__What is required__:
Change every "sculpture" to "statue" in everything from the line "Target: beige stucco wall" down to the end of the items, and leave the rest of those lines unchanged. Leave the pictures out of your answer.

__Given records__:
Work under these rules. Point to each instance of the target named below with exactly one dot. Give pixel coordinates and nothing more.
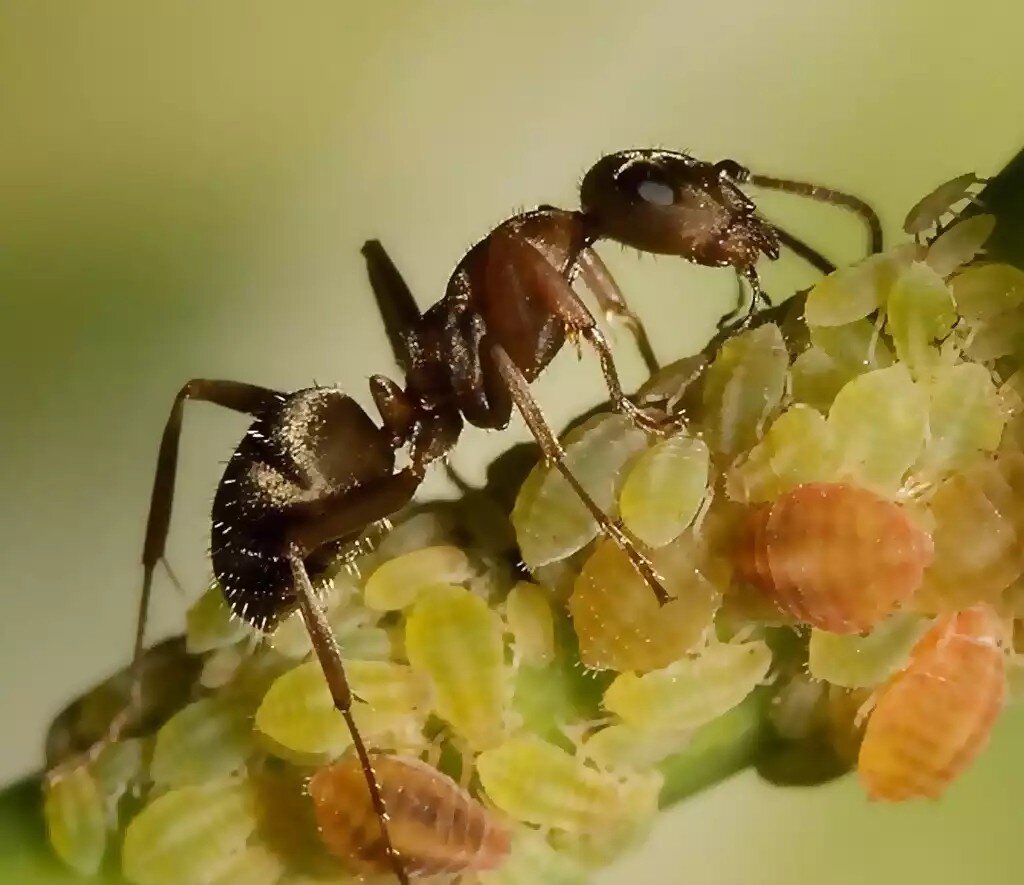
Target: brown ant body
(314, 471)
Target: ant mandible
(313, 471)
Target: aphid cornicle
(314, 471)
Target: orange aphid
(435, 826)
(934, 717)
(837, 556)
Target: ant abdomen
(669, 203)
(296, 458)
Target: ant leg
(334, 671)
(554, 455)
(230, 394)
(827, 195)
(602, 285)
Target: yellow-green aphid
(538, 783)
(665, 489)
(188, 835)
(851, 293)
(880, 420)
(965, 417)
(207, 740)
(531, 623)
(209, 623)
(254, 865)
(692, 690)
(743, 386)
(76, 819)
(454, 639)
(397, 583)
(550, 520)
(798, 448)
(299, 714)
(855, 661)
(531, 860)
(921, 311)
(957, 245)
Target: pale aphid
(978, 551)
(541, 784)
(921, 311)
(965, 418)
(455, 641)
(434, 825)
(836, 556)
(209, 739)
(957, 245)
(75, 811)
(690, 691)
(857, 661)
(799, 447)
(210, 625)
(881, 421)
(742, 387)
(664, 490)
(528, 615)
(188, 835)
(299, 714)
(852, 293)
(930, 720)
(928, 211)
(397, 583)
(532, 860)
(550, 520)
(617, 619)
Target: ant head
(672, 204)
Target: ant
(313, 471)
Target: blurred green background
(183, 191)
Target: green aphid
(550, 520)
(188, 835)
(207, 740)
(298, 713)
(455, 640)
(665, 488)
(865, 661)
(397, 583)
(742, 388)
(75, 810)
(538, 783)
(692, 690)
(210, 625)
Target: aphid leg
(602, 285)
(394, 300)
(238, 396)
(827, 195)
(555, 456)
(329, 656)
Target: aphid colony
(838, 523)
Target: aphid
(207, 740)
(836, 556)
(436, 827)
(538, 783)
(928, 211)
(930, 720)
(313, 471)
(455, 640)
(397, 583)
(690, 691)
(188, 835)
(854, 661)
(621, 625)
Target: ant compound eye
(732, 170)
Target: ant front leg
(554, 455)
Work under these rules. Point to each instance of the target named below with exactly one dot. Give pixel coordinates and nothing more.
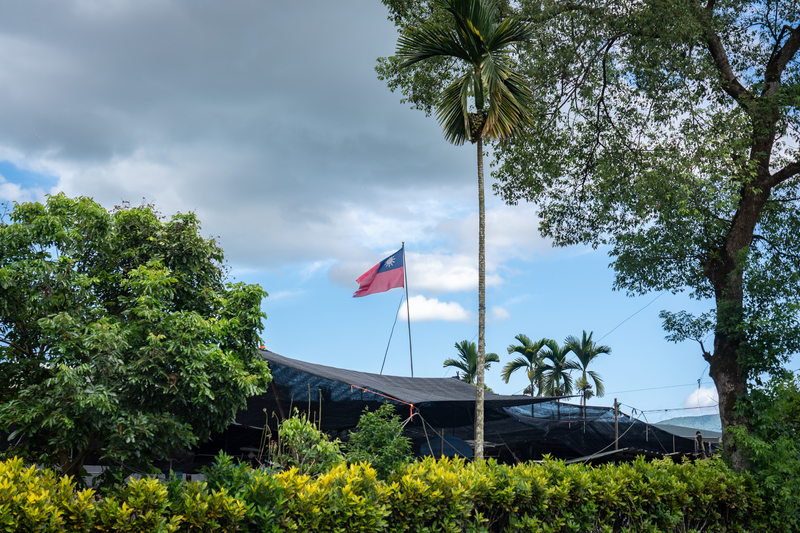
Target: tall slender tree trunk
(481, 305)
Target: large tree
(668, 133)
(486, 99)
(119, 336)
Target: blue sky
(310, 171)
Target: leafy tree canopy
(668, 132)
(118, 333)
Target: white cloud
(280, 295)
(703, 397)
(442, 272)
(11, 192)
(424, 309)
(498, 314)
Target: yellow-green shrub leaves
(429, 496)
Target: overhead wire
(633, 315)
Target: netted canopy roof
(518, 426)
(344, 394)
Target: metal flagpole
(408, 313)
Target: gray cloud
(265, 118)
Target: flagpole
(408, 313)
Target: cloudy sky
(267, 120)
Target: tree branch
(778, 62)
(731, 83)
(786, 173)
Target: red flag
(386, 275)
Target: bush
(379, 441)
(429, 496)
(259, 491)
(34, 499)
(305, 447)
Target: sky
(267, 119)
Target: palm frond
(599, 388)
(452, 110)
(417, 43)
(510, 30)
(456, 364)
(513, 366)
(510, 101)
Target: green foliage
(346, 498)
(427, 496)
(481, 44)
(467, 361)
(586, 351)
(667, 133)
(531, 358)
(34, 499)
(259, 491)
(379, 441)
(554, 371)
(118, 333)
(304, 447)
(773, 447)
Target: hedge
(426, 496)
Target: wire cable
(390, 334)
(633, 315)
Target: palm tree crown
(481, 43)
(467, 361)
(586, 351)
(531, 357)
(555, 371)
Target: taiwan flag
(386, 275)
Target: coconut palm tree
(586, 350)
(556, 369)
(467, 361)
(501, 102)
(531, 356)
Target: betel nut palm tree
(467, 361)
(586, 350)
(555, 371)
(530, 358)
(489, 101)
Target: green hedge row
(427, 496)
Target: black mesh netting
(516, 427)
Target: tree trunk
(481, 305)
(725, 274)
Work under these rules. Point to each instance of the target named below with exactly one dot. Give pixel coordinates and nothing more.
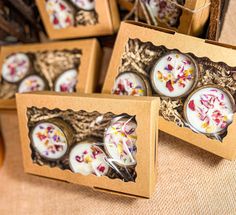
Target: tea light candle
(209, 110)
(60, 13)
(1, 150)
(165, 11)
(84, 4)
(87, 158)
(50, 140)
(174, 75)
(66, 82)
(120, 141)
(15, 67)
(131, 84)
(32, 83)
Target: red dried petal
(169, 86)
(62, 7)
(170, 67)
(55, 21)
(191, 105)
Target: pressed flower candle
(32, 83)
(87, 158)
(120, 141)
(209, 110)
(132, 84)
(174, 75)
(66, 82)
(15, 67)
(49, 140)
(165, 11)
(84, 4)
(60, 13)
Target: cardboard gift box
(1, 151)
(87, 64)
(103, 19)
(187, 17)
(139, 47)
(134, 177)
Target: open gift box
(184, 16)
(70, 18)
(67, 137)
(58, 66)
(195, 79)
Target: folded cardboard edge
(88, 95)
(2, 154)
(119, 193)
(95, 188)
(115, 16)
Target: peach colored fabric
(191, 181)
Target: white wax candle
(66, 82)
(129, 83)
(87, 158)
(49, 141)
(120, 141)
(60, 13)
(32, 83)
(15, 67)
(165, 11)
(209, 110)
(84, 4)
(174, 75)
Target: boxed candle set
(79, 18)
(109, 147)
(195, 79)
(184, 16)
(57, 66)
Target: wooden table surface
(191, 181)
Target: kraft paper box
(139, 66)
(188, 18)
(69, 18)
(1, 151)
(50, 61)
(67, 137)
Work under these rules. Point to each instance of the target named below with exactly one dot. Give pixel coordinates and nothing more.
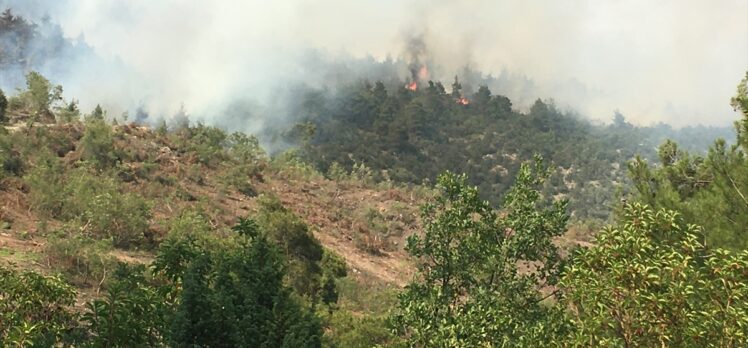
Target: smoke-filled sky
(673, 61)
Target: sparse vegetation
(119, 235)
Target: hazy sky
(676, 61)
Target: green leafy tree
(132, 313)
(35, 310)
(235, 295)
(40, 93)
(98, 144)
(469, 291)
(649, 281)
(291, 234)
(3, 106)
(695, 184)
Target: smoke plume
(234, 62)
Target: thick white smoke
(673, 61)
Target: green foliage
(649, 281)
(469, 291)
(11, 162)
(95, 202)
(46, 181)
(40, 93)
(35, 309)
(303, 251)
(206, 142)
(710, 190)
(351, 331)
(82, 259)
(236, 296)
(3, 106)
(133, 313)
(415, 135)
(98, 144)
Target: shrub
(35, 309)
(98, 145)
(132, 313)
(3, 106)
(84, 260)
(298, 244)
(649, 281)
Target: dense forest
(403, 216)
(412, 135)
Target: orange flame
(423, 73)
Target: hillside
(364, 222)
(411, 133)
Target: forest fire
(417, 75)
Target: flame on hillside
(418, 75)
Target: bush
(133, 313)
(11, 162)
(84, 260)
(94, 202)
(98, 144)
(298, 244)
(3, 106)
(649, 281)
(35, 309)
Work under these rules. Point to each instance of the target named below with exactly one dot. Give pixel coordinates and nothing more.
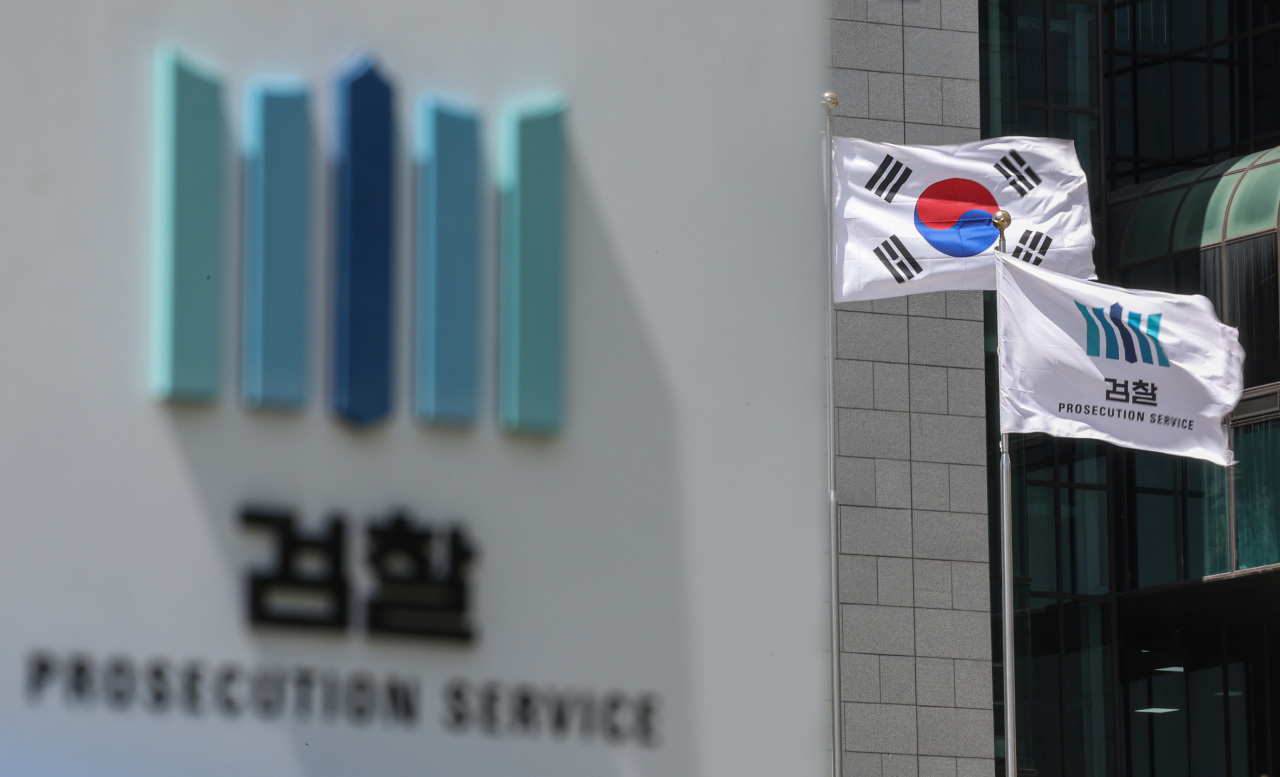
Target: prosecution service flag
(914, 219)
(1144, 370)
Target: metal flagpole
(1001, 220)
(1006, 576)
(830, 101)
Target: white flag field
(1144, 370)
(912, 219)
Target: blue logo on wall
(277, 268)
(954, 216)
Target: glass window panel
(1169, 728)
(1211, 278)
(1086, 545)
(1148, 229)
(1189, 24)
(1153, 275)
(1040, 726)
(1155, 545)
(1151, 26)
(1220, 21)
(1191, 109)
(1200, 222)
(1037, 457)
(1041, 548)
(1121, 21)
(1153, 470)
(1139, 728)
(1121, 113)
(1082, 128)
(1083, 461)
(1152, 109)
(1206, 709)
(1032, 122)
(1031, 51)
(1253, 306)
(1253, 208)
(1257, 507)
(1205, 533)
(1188, 273)
(1087, 689)
(1073, 54)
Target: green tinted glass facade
(1148, 586)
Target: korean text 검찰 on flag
(914, 219)
(1144, 370)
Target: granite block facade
(912, 483)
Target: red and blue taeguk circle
(954, 215)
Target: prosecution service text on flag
(914, 219)
(1144, 370)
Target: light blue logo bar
(187, 231)
(1110, 330)
(447, 146)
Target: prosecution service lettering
(312, 695)
(1128, 415)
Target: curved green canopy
(1200, 208)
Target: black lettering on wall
(307, 585)
(647, 722)
(558, 713)
(119, 682)
(268, 694)
(611, 725)
(401, 702)
(524, 711)
(41, 668)
(361, 699)
(192, 677)
(490, 698)
(457, 714)
(80, 679)
(159, 694)
(224, 691)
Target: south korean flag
(913, 219)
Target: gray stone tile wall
(910, 472)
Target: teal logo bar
(1111, 329)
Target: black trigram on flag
(888, 178)
(1019, 174)
(897, 260)
(1033, 247)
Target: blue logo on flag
(1120, 329)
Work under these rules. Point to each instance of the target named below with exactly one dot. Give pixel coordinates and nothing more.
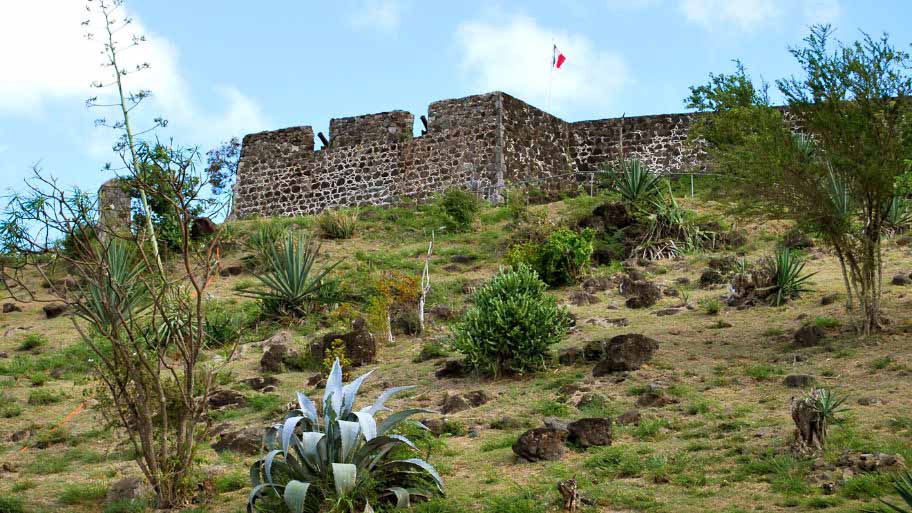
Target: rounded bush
(512, 326)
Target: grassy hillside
(719, 444)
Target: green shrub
(512, 325)
(32, 341)
(788, 277)
(711, 306)
(11, 505)
(560, 259)
(337, 224)
(223, 324)
(458, 208)
(344, 460)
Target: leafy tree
(830, 158)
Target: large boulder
(55, 310)
(809, 336)
(360, 346)
(544, 443)
(226, 398)
(625, 353)
(202, 227)
(128, 489)
(590, 431)
(640, 293)
(243, 441)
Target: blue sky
(230, 67)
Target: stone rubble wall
(482, 143)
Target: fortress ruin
(482, 143)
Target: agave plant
(341, 461)
(786, 271)
(902, 484)
(637, 183)
(109, 302)
(289, 287)
(898, 215)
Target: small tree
(143, 321)
(830, 159)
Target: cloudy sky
(231, 67)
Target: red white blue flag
(557, 59)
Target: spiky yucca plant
(789, 279)
(902, 484)
(637, 183)
(289, 288)
(342, 461)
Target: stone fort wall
(482, 143)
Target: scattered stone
(471, 286)
(582, 298)
(593, 399)
(604, 322)
(508, 423)
(629, 418)
(202, 227)
(231, 270)
(570, 356)
(11, 307)
(463, 259)
(640, 293)
(711, 277)
(128, 489)
(809, 336)
(829, 299)
(451, 369)
(901, 279)
(226, 399)
(55, 310)
(22, 435)
(625, 353)
(454, 401)
(590, 432)
(544, 443)
(260, 383)
(244, 441)
(359, 343)
(654, 397)
(798, 381)
(442, 313)
(275, 353)
(595, 284)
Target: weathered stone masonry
(481, 143)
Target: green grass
(12, 505)
(31, 342)
(44, 397)
(83, 493)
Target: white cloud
(750, 14)
(514, 55)
(382, 15)
(53, 60)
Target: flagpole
(551, 73)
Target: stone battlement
(481, 143)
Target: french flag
(557, 59)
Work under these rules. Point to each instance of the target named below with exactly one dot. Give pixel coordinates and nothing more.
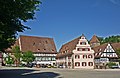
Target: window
(69, 57)
(46, 42)
(84, 64)
(69, 63)
(82, 43)
(77, 64)
(77, 56)
(87, 49)
(90, 63)
(84, 56)
(90, 56)
(79, 49)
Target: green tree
(28, 57)
(17, 54)
(13, 13)
(118, 52)
(110, 39)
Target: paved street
(57, 73)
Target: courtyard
(58, 73)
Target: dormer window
(52, 50)
(46, 42)
(33, 43)
(82, 43)
(38, 49)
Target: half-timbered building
(76, 54)
(106, 53)
(43, 48)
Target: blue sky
(65, 20)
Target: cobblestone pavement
(57, 73)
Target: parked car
(115, 67)
(30, 65)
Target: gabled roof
(67, 49)
(94, 39)
(70, 46)
(37, 44)
(99, 49)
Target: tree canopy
(17, 54)
(28, 56)
(12, 15)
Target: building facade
(43, 48)
(106, 53)
(94, 42)
(76, 54)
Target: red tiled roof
(102, 47)
(70, 46)
(67, 48)
(94, 39)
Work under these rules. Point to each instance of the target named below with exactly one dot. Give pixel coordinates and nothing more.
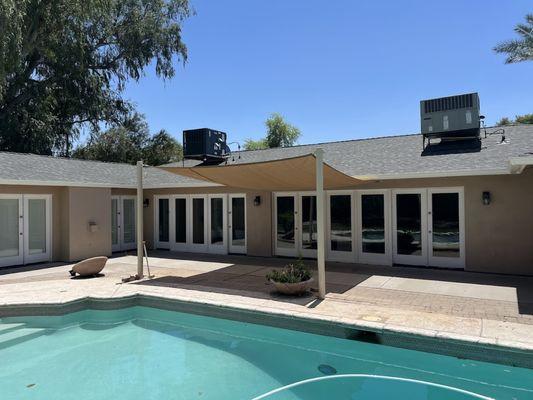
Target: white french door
(237, 223)
(409, 226)
(373, 227)
(25, 229)
(123, 226)
(340, 226)
(428, 227)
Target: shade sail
(298, 173)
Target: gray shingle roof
(385, 157)
(402, 155)
(36, 169)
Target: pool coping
(456, 345)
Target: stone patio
(472, 307)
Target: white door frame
(309, 253)
(221, 248)
(18, 259)
(448, 262)
(198, 247)
(341, 256)
(421, 259)
(159, 244)
(283, 251)
(47, 254)
(374, 258)
(231, 247)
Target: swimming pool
(146, 353)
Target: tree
(64, 64)
(162, 148)
(129, 143)
(519, 49)
(519, 119)
(279, 134)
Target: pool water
(145, 353)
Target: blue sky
(336, 69)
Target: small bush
(293, 272)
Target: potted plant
(294, 279)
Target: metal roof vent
(450, 118)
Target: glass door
(409, 226)
(373, 231)
(180, 223)
(128, 239)
(286, 235)
(11, 239)
(217, 224)
(198, 225)
(36, 228)
(237, 223)
(446, 228)
(340, 227)
(162, 222)
(307, 225)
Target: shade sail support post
(320, 222)
(139, 224)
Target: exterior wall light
(486, 198)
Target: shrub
(293, 272)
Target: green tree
(519, 49)
(129, 143)
(519, 119)
(162, 148)
(279, 134)
(64, 64)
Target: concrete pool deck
(467, 307)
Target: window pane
(446, 237)
(408, 224)
(309, 233)
(238, 228)
(198, 221)
(217, 224)
(36, 226)
(114, 224)
(285, 222)
(9, 223)
(373, 223)
(181, 221)
(341, 222)
(163, 220)
(129, 220)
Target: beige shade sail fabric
(298, 173)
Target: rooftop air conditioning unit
(450, 118)
(205, 144)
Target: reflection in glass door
(217, 224)
(285, 227)
(446, 229)
(11, 240)
(373, 216)
(237, 223)
(340, 227)
(308, 227)
(409, 226)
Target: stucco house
(467, 207)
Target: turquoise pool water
(145, 353)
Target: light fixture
(486, 198)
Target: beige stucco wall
(89, 205)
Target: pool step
(20, 335)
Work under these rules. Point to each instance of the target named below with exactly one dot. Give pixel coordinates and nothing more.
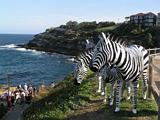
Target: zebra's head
(101, 53)
(80, 72)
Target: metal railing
(152, 85)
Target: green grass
(69, 102)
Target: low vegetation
(67, 101)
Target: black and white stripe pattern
(106, 74)
(131, 61)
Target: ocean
(20, 65)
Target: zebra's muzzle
(76, 83)
(94, 69)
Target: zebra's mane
(117, 39)
(84, 54)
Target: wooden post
(150, 76)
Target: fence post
(159, 106)
(150, 76)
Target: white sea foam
(9, 46)
(71, 59)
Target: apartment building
(158, 20)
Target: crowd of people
(21, 95)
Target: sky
(35, 16)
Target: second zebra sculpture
(108, 74)
(132, 61)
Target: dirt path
(15, 113)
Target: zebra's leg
(134, 97)
(145, 87)
(112, 83)
(118, 95)
(99, 84)
(128, 86)
(105, 89)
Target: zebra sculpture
(107, 74)
(131, 61)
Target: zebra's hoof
(117, 110)
(145, 97)
(134, 111)
(104, 100)
(98, 91)
(102, 93)
(111, 103)
(128, 98)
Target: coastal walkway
(16, 112)
(154, 76)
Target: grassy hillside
(69, 102)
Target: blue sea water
(30, 66)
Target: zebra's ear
(106, 40)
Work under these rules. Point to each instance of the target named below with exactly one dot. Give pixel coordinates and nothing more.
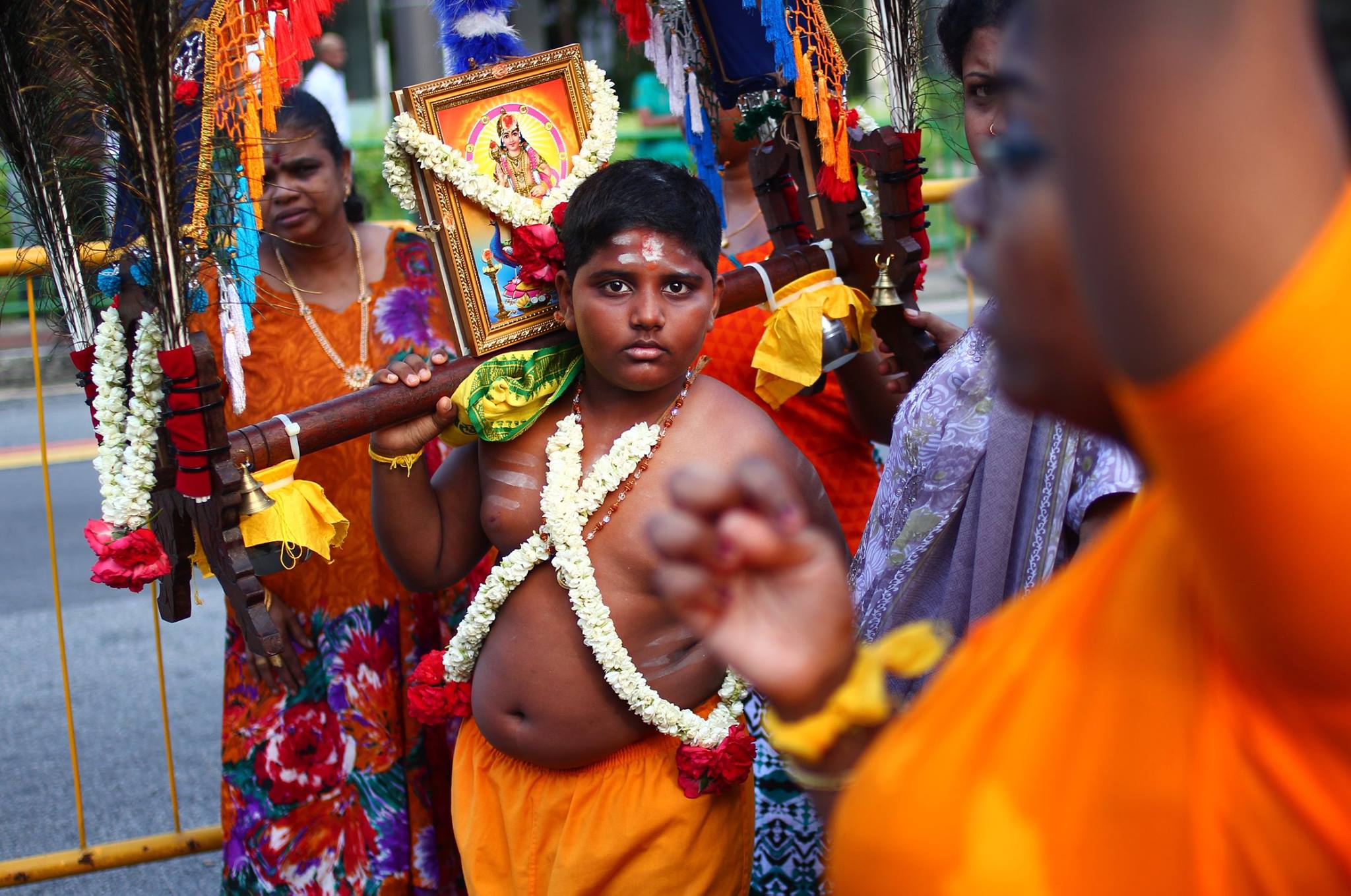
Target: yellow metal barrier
(29, 264)
(24, 262)
(133, 852)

__Worked solution__:
Target: beige stucco wall
(89, 205)
Target: pool step
(20, 335)
Work under these rules. Point to each instance of the target named below with exactly one dot. Give pixel coordinates and nothing more.
Target: zebra's head
(101, 53)
(80, 72)
Target: metal railing
(152, 85)
Target: green grass
(69, 102)
Target: low vegetation
(67, 101)
Target: black and white stripe pattern
(106, 74)
(131, 61)
Target: ocean
(20, 65)
Target: zebra's muzzle
(76, 83)
(94, 69)
Target: zebra's mane
(117, 39)
(84, 54)
Target: wooden post
(150, 76)
Target: fence post
(159, 106)
(150, 76)
Target: white sea foam
(9, 46)
(71, 59)
Target: apartment building
(158, 20)
Target: crowd of people
(21, 95)
Target: sky
(35, 16)
Target: second zebra statue
(108, 74)
(132, 61)
Target: dirt path
(15, 113)
Target: zebra's leg
(134, 97)
(145, 87)
(112, 83)
(118, 95)
(99, 84)
(128, 86)
(105, 89)
Target: zebra statue
(107, 74)
(131, 61)
Target: zebra's hoof
(117, 110)
(145, 97)
(134, 111)
(104, 100)
(98, 91)
(102, 93)
(111, 103)
(128, 98)
Target: coastal walkway
(16, 112)
(154, 76)
Target: grassy hillside
(69, 102)
Target: blue sea water
(30, 66)
Target: zebra's ear
(106, 40)
Work under these rules. Point to each instance of the target named below with exactly one dot. Give pixel coordinates and nothing more.
Target: yellow metal barrier
(29, 264)
(24, 262)
(133, 852)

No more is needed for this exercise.